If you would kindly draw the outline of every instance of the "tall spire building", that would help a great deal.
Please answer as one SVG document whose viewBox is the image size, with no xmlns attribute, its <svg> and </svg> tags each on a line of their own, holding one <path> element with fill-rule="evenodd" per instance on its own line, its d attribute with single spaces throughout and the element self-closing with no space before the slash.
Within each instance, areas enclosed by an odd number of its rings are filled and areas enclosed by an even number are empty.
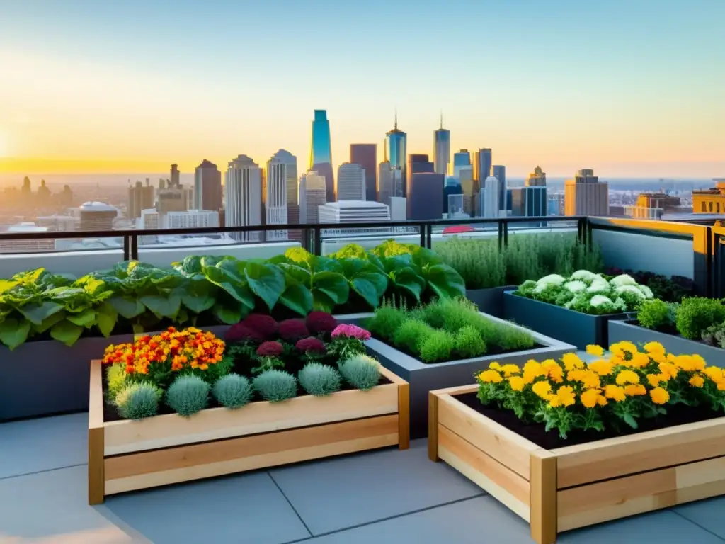
<svg viewBox="0 0 725 544">
<path fill-rule="evenodd" d="M 390 162 L 391 170 L 397 170 L 400 172 L 403 194 L 391 196 L 406 197 L 407 195 L 407 175 L 405 164 L 407 158 L 407 135 L 398 128 L 398 113 L 396 112 L 395 125 L 392 131 L 385 135 L 385 160 Z"/>
<path fill-rule="evenodd" d="M 443 128 L 443 114 L 441 114 L 441 126 L 433 133 L 434 162 L 436 174 L 448 173 L 451 162 L 451 132 Z"/>
</svg>

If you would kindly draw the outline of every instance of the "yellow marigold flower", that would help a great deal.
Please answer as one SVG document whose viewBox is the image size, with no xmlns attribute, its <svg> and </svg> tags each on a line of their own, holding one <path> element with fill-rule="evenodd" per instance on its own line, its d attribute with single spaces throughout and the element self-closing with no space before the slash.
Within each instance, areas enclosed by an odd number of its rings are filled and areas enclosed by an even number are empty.
<svg viewBox="0 0 725 544">
<path fill-rule="evenodd" d="M 478 374 L 478 379 L 484 384 L 498 384 L 503 380 L 501 374 L 494 370 L 484 370 Z"/>
<path fill-rule="evenodd" d="M 546 399 L 551 392 L 551 384 L 548 382 L 536 382 L 531 386 L 531 391 L 542 399 Z"/>
<path fill-rule="evenodd" d="M 564 368 L 567 370 L 583 368 L 584 367 L 584 362 L 576 353 L 565 353 L 561 360 L 564 363 Z"/>
<path fill-rule="evenodd" d="M 588 389 L 579 395 L 579 399 L 584 408 L 594 408 L 597 405 L 597 397 L 599 397 L 599 391 L 595 389 Z"/>
<path fill-rule="evenodd" d="M 571 406 L 576 402 L 574 390 L 568 385 L 563 385 L 556 392 L 556 396 L 564 406 Z"/>
<path fill-rule="evenodd" d="M 597 345 L 596 344 L 589 344 L 587 346 L 587 353 L 590 355 L 601 357 L 604 355 L 604 348 L 602 347 L 602 346 Z"/>
<path fill-rule="evenodd" d="M 647 390 L 642 384 L 637 385 L 626 385 L 624 387 L 624 392 L 629 397 L 638 397 L 647 395 Z"/>
<path fill-rule="evenodd" d="M 695 374 L 689 379 L 689 384 L 693 387 L 702 387 L 705 385 L 705 379 L 699 374 Z"/>
<path fill-rule="evenodd" d="M 612 374 L 612 371 L 614 370 L 614 365 L 608 360 L 597 359 L 595 361 L 589 363 L 589 368 L 600 376 L 609 376 Z"/>
<path fill-rule="evenodd" d="M 648 342 L 645 345 L 645 351 L 652 355 L 652 353 L 665 354 L 665 347 L 658 342 Z"/>
<path fill-rule="evenodd" d="M 604 395 L 616 403 L 621 403 L 626 397 L 624 389 L 618 385 L 606 385 L 604 387 Z"/>
<path fill-rule="evenodd" d="M 508 384 L 513 390 L 521 391 L 523 389 L 523 386 L 526 384 L 526 382 L 523 381 L 523 378 L 521 376 L 512 376 L 508 379 Z"/>
<path fill-rule="evenodd" d="M 655 387 L 650 392 L 650 396 L 652 397 L 652 402 L 655 404 L 665 404 L 670 400 L 670 394 L 662 387 Z"/>
<path fill-rule="evenodd" d="M 624 385 L 625 384 L 639 384 L 639 376 L 631 370 L 623 370 L 617 374 L 617 385 Z"/>
</svg>

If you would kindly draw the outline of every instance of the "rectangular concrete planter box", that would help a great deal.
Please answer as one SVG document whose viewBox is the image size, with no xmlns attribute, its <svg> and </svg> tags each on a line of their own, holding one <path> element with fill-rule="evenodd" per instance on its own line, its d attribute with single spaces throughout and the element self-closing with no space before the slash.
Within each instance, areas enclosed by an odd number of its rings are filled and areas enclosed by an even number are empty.
<svg viewBox="0 0 725 544">
<path fill-rule="evenodd" d="M 549 450 L 456 399 L 477 390 L 431 392 L 428 457 L 528 522 L 539 544 L 572 529 L 725 494 L 725 418 Z"/>
<path fill-rule="evenodd" d="M 91 363 L 88 503 L 109 495 L 223 474 L 410 444 L 408 384 L 370 391 L 254 402 L 204 410 L 190 418 L 154 416 L 104 421 L 102 368 Z"/>
<path fill-rule="evenodd" d="M 682 337 L 645 329 L 635 325 L 634 322 L 631 321 L 610 321 L 609 340 L 612 344 L 625 340 L 638 345 L 649 342 L 658 342 L 665 347 L 668 353 L 674 353 L 676 355 L 698 355 L 705 359 L 708 365 L 725 368 L 725 350 Z"/>
<path fill-rule="evenodd" d="M 88 409 L 91 359 L 109 344 L 133 334 L 81 338 L 68 347 L 56 340 L 28 342 L 10 351 L 0 346 L 0 421 Z"/>
<path fill-rule="evenodd" d="M 607 322 L 628 319 L 626 313 L 590 316 L 554 304 L 547 304 L 507 291 L 503 295 L 503 315 L 506 319 L 558 340 L 573 344 L 580 350 L 589 344 L 609 345 Z"/>
<path fill-rule="evenodd" d="M 494 317 L 503 317 L 503 294 L 515 291 L 515 285 L 488 289 L 467 289 L 465 297 L 478 307 L 478 310 Z"/>
<path fill-rule="evenodd" d="M 481 313 L 488 319 L 518 327 L 513 323 L 508 323 L 482 312 Z M 351 321 L 350 323 L 355 323 L 355 320 Z M 573 345 L 531 331 L 528 332 L 531 334 L 537 344 L 542 345 L 544 347 L 431 364 L 426 364 L 410 357 L 374 338 L 368 340 L 365 345 L 370 355 L 378 359 L 383 366 L 392 371 L 410 384 L 410 434 L 413 438 L 422 438 L 428 432 L 428 392 L 470 384 L 474 373 L 486 369 L 489 364 L 494 361 L 502 365 L 514 364 L 523 366 L 529 359 L 537 360 L 556 359 L 564 353 L 576 351 L 576 348 Z"/>
</svg>

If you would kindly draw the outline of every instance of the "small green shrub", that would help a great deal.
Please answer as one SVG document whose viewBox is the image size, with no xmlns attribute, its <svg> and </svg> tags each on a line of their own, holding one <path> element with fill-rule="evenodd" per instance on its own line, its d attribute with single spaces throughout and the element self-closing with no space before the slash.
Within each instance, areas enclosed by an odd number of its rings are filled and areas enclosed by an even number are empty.
<svg viewBox="0 0 725 544">
<path fill-rule="evenodd" d="M 671 320 L 670 305 L 656 298 L 642 302 L 637 318 L 641 326 L 653 330 L 674 324 Z"/>
<path fill-rule="evenodd" d="M 299 384 L 310 395 L 324 397 L 340 390 L 340 373 L 328 365 L 307 363 L 297 375 Z"/>
<path fill-rule="evenodd" d="M 252 400 L 252 385 L 243 376 L 227 374 L 215 382 L 212 394 L 222 406 L 234 410 Z"/>
<path fill-rule="evenodd" d="M 684 298 L 677 310 L 677 331 L 690 339 L 701 338 L 705 329 L 723 321 L 725 321 L 725 305 L 715 299 Z"/>
<path fill-rule="evenodd" d="M 423 339 L 420 357 L 423 363 L 438 363 L 451 360 L 455 347 L 455 337 L 447 331 L 434 330 Z"/>
<path fill-rule="evenodd" d="M 417 319 L 410 319 L 395 331 L 393 345 L 411 353 L 418 353 L 423 339 L 433 331 L 428 323 Z"/>
<path fill-rule="evenodd" d="M 456 333 L 454 346 L 455 353 L 462 359 L 471 359 L 486 353 L 486 342 L 478 329 L 471 325 Z"/>
<path fill-rule="evenodd" d="M 369 391 L 380 382 L 380 363 L 368 355 L 355 355 L 342 362 L 340 374 L 353 387 Z"/>
<path fill-rule="evenodd" d="M 159 411 L 162 391 L 145 382 L 136 382 L 122 387 L 115 397 L 118 414 L 125 419 L 143 419 Z"/>
<path fill-rule="evenodd" d="M 166 392 L 166 404 L 180 416 L 190 417 L 207 407 L 210 389 L 198 376 L 180 376 Z"/>
<path fill-rule="evenodd" d="M 403 310 L 385 305 L 375 311 L 373 317 L 365 323 L 365 326 L 373 336 L 389 342 L 393 339 L 395 331 L 406 319 Z"/>
<path fill-rule="evenodd" d="M 270 403 L 280 403 L 297 394 L 297 380 L 283 370 L 265 371 L 254 378 L 252 384 L 254 390 Z"/>
</svg>

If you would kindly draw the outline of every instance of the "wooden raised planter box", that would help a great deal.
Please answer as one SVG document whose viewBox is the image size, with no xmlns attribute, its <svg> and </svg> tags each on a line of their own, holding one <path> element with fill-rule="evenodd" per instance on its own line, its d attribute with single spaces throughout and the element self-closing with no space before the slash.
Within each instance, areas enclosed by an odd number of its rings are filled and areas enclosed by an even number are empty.
<svg viewBox="0 0 725 544">
<path fill-rule="evenodd" d="M 408 384 L 104 421 L 102 368 L 91 363 L 88 504 L 109 495 L 386 446 L 410 445 Z"/>
<path fill-rule="evenodd" d="M 552 544 L 572 529 L 725 494 L 725 417 L 545 450 L 431 391 L 428 457 L 444 461 Z"/>
</svg>

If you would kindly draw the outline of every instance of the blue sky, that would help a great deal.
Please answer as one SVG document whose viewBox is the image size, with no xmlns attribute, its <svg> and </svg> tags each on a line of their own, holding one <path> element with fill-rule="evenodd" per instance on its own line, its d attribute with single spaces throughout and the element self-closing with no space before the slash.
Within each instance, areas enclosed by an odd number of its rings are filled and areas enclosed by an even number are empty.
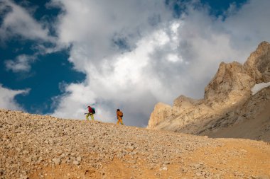
<svg viewBox="0 0 270 179">
<path fill-rule="evenodd" d="M 0 0 L 0 108 L 146 126 L 269 41 L 270 1 Z"/>
</svg>

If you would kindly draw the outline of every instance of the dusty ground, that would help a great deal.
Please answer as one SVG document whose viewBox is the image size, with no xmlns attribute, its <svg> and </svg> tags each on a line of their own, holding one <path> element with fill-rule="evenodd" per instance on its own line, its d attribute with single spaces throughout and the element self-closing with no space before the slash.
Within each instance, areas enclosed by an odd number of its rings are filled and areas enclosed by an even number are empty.
<svg viewBox="0 0 270 179">
<path fill-rule="evenodd" d="M 0 178 L 270 178 L 270 144 L 0 110 Z"/>
</svg>

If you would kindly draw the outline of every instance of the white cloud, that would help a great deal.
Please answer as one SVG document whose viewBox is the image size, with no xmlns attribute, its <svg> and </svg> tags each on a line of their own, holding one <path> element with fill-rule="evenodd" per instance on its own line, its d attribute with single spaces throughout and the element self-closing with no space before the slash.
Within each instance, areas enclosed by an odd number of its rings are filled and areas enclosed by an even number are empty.
<svg viewBox="0 0 270 179">
<path fill-rule="evenodd" d="M 259 1 L 230 8 L 221 20 L 192 4 L 174 19 L 153 1 L 53 1 L 65 10 L 60 40 L 72 44 L 69 60 L 87 75 L 84 83 L 66 87 L 55 115 L 84 118 L 94 104 L 101 120 L 114 121 L 122 108 L 128 124 L 143 126 L 157 101 L 202 98 L 222 61 L 244 62 L 260 41 L 270 40 L 270 11 L 264 11 L 270 1 Z M 114 47 L 115 37 L 130 50 Z"/>
<path fill-rule="evenodd" d="M 14 100 L 14 98 L 17 95 L 26 95 L 28 92 L 29 89 L 11 90 L 6 88 L 0 83 L 0 108 L 9 110 L 23 110 Z"/>
<path fill-rule="evenodd" d="M 31 63 L 33 62 L 36 57 L 21 54 L 18 56 L 16 60 L 6 60 L 5 64 L 8 70 L 11 70 L 14 72 L 23 72 L 23 71 L 29 71 L 31 69 Z"/>
</svg>

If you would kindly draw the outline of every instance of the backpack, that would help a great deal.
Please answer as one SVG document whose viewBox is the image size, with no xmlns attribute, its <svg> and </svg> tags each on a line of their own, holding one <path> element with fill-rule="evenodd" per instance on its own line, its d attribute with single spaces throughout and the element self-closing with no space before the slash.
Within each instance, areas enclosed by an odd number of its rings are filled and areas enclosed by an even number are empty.
<svg viewBox="0 0 270 179">
<path fill-rule="evenodd" d="M 95 113 L 96 113 L 96 110 L 94 110 L 94 108 L 92 108 L 92 112 L 93 114 L 95 114 Z"/>
</svg>

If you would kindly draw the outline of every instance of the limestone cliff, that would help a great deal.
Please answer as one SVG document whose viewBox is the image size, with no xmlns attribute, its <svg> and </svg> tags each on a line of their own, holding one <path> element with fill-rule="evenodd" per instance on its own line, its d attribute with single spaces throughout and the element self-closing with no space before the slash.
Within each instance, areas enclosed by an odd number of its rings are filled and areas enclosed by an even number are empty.
<svg viewBox="0 0 270 179">
<path fill-rule="evenodd" d="M 270 88 L 254 96 L 251 89 L 255 84 L 269 81 L 270 44 L 263 42 L 244 64 L 236 62 L 222 62 L 214 78 L 205 87 L 202 99 L 194 100 L 180 96 L 174 100 L 172 107 L 158 104 L 151 115 L 148 128 L 217 136 L 219 131 L 255 120 L 256 116 L 264 112 L 264 106 L 270 102 L 270 96 L 267 95 Z M 266 115 L 264 117 L 269 117 Z M 266 122 L 264 125 L 270 130 L 270 121 Z M 252 129 L 252 126 L 249 127 Z M 270 131 L 269 137 L 270 140 Z"/>
</svg>

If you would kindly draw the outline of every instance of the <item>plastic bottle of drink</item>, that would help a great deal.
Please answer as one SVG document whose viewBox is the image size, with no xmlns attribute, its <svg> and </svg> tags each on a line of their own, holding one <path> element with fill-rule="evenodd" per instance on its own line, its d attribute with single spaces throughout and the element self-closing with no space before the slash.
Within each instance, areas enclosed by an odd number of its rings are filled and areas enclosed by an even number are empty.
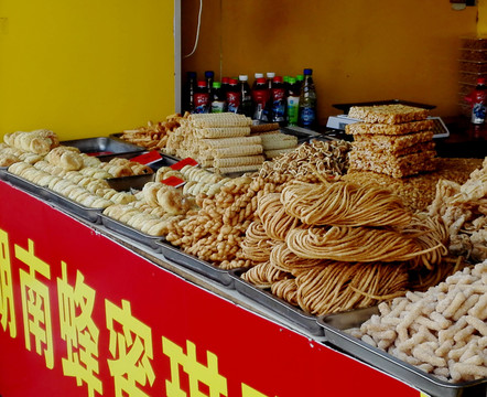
=-=-=
:: Brief ::
State how many lines of the listing contain the string "planter", treating uppercase and lowercase letters as distinct. Give only the number.

:: Final result ::
2